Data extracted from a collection
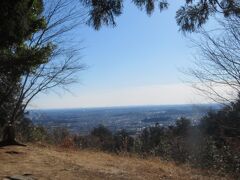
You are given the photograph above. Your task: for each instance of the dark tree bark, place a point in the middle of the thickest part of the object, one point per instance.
(9, 136)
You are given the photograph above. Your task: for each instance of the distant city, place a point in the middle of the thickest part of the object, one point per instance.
(132, 119)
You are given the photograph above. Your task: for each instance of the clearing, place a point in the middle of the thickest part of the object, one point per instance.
(44, 162)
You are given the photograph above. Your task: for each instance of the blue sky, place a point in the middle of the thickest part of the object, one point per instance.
(135, 63)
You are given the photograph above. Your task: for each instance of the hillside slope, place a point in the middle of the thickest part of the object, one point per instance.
(40, 162)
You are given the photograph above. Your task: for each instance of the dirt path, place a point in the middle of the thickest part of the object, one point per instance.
(38, 162)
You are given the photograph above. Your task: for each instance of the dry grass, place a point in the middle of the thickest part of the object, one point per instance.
(41, 162)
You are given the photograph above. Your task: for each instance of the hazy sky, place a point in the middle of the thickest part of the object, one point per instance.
(135, 63)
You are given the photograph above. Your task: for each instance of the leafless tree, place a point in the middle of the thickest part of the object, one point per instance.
(62, 66)
(216, 71)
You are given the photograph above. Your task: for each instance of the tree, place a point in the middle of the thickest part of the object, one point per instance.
(190, 17)
(216, 72)
(38, 59)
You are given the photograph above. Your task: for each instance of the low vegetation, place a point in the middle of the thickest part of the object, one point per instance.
(212, 144)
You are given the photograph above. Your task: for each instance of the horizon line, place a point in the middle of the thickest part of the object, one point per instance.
(123, 106)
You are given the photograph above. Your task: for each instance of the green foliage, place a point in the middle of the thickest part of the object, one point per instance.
(190, 17)
(19, 20)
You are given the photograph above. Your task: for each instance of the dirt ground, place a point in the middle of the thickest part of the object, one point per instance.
(42, 162)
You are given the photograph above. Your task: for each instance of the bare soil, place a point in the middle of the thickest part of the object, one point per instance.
(44, 162)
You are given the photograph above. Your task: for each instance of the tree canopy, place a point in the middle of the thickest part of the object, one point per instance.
(190, 16)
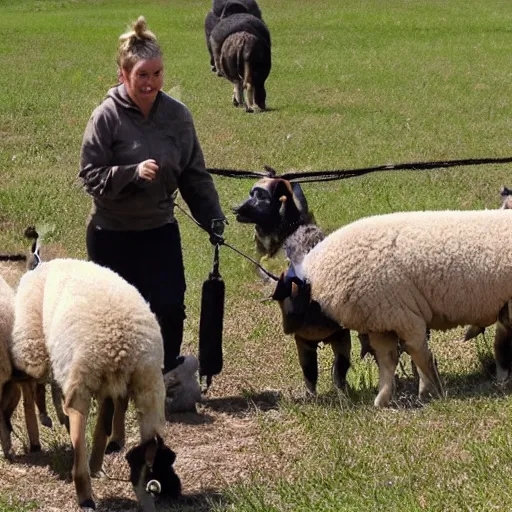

- _YOUR GOAL_: Reproduce the data exactly as it appears above. Pictures are to be left out.

- _ANSWER BOX_:
You are given the photograph above. Your task: for each instance of the dark tree bark, place a point in the middle of the thickest part of the object, one point per instance.
(9, 136)
You are given the photograph above. Your task: for each instance of the distant city, place a point in the middle of the thickest part of the object, one point per instance.
(132, 119)
You are given the photograph above. Your task: for each instance of the clearing, place a point in the middle of the thickest part of the object, one point per instance.
(44, 162)
You are given the photograph above. Your task: for each instance of the blue sky, place a point in the middle of the thickest part of the object, one point per instance.
(135, 63)
You are given the photograph above. Your task: for each instance of the hillside slope, place a point in the middle of the thickest part of the object, one point per instance.
(40, 162)
You are given the photograph above. Your task: for each instance of the dirt path, place a point in the middle of the thickest part of the object, one point per instance.
(38, 162)
You are given the photograph above. Your task: for each instance of the dry grass, place a point in the middle of the thickest part of the object, one point per instance.
(41, 162)
You are given the photograph above. Your task: for each instance of the hazy sky, place a point in the middle of the thickest part of the object, one point per instance.
(135, 63)
You are given the photograph above. Your task: for each instance of the leafless tree, place a point in the middle of the thickest part of the object, one point per instance.
(62, 66)
(216, 71)
You are given the photograph above. Your task: for each instance of the tree, place a point in the middle of the thickest part of the object, one point per instance.
(190, 17)
(216, 72)
(38, 59)
You are given the photograph above. Your task: for each instance of the low vegetation, place a point in the middle of the thickest part of the object, one point per instance.
(212, 144)
You are given the photograph above. Your task: for each instance of the horizon line, place a point in the middle of the thickest part of the object, one point per instance.
(123, 106)
You are given the photograph above. Your task: for each instance of the green foliage, place a point in the middle of the thickest part of the object, one point per instance.
(190, 17)
(19, 20)
You are given the photograph above. Your task: for each instance of the dirt ground, place a point in the middle of the thickest part of the object, one point per instance.
(42, 162)
You are given the photograph above. Your task: for each instance of the bare soil, place a point in the middle of the thickest part of the object, one point per instance.
(44, 162)
You are given the photograph above. Your task: for each instance of the tree canopy, place a point in the middle of the thickest part of the object, one point per instance.
(190, 16)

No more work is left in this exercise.